[Dataset entries]
--------------------
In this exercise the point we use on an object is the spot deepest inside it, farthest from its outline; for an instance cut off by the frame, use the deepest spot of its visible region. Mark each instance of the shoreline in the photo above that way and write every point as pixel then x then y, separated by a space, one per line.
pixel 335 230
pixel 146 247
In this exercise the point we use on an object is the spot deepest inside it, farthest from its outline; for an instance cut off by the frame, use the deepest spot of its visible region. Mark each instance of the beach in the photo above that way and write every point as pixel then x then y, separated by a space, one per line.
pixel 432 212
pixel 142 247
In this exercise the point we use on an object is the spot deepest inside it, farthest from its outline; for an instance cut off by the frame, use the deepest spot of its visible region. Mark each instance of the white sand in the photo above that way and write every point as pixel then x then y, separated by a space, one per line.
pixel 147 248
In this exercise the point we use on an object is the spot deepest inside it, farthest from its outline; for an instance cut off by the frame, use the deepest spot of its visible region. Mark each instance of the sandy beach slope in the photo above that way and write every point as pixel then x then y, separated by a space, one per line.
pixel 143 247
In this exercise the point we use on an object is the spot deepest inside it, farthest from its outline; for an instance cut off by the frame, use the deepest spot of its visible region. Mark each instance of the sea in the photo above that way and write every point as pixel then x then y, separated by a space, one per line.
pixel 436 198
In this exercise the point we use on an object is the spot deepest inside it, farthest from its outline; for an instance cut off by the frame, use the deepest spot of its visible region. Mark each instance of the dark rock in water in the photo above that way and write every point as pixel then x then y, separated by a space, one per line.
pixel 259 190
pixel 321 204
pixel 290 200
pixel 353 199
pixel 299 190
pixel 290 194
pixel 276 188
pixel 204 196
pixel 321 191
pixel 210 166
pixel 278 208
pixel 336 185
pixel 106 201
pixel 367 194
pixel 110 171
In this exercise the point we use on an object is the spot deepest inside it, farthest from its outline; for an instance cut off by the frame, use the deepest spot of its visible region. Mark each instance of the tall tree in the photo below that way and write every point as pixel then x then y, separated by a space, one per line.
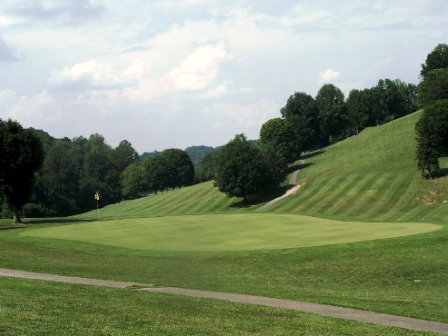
--------------------
■ **What you should do**
Reproduce exactly the lines that run from the line holding "of the dark" through the final line of the entries, and omit every picture.

■ **Exercise result**
In this exercise the point we use on an object is the spot deepest inside it, farthest from its outline; for an instance cut off by the frame, use the deepest spot of its visible region. Mark each instance of the dark rock in water in the photo above that way and write every point as pixel then x then y, separated by a space, one per line.
pixel 259 190
pixel 321 204
pixel 290 200
pixel 353 199
pixel 299 190
pixel 290 194
pixel 276 188
pixel 204 196
pixel 321 191
pixel 210 166
pixel 278 208
pixel 336 185
pixel 106 201
pixel 367 194
pixel 110 171
In this exercise the point we use on an object is the spot deepest inside it, farthest from its outline; for an instance cut off by the frame, use the deepest spot of its visible region. Mark each instance of the tall tree in the photo below that way and write every point as pixel then x then y, separated by a space, one per line.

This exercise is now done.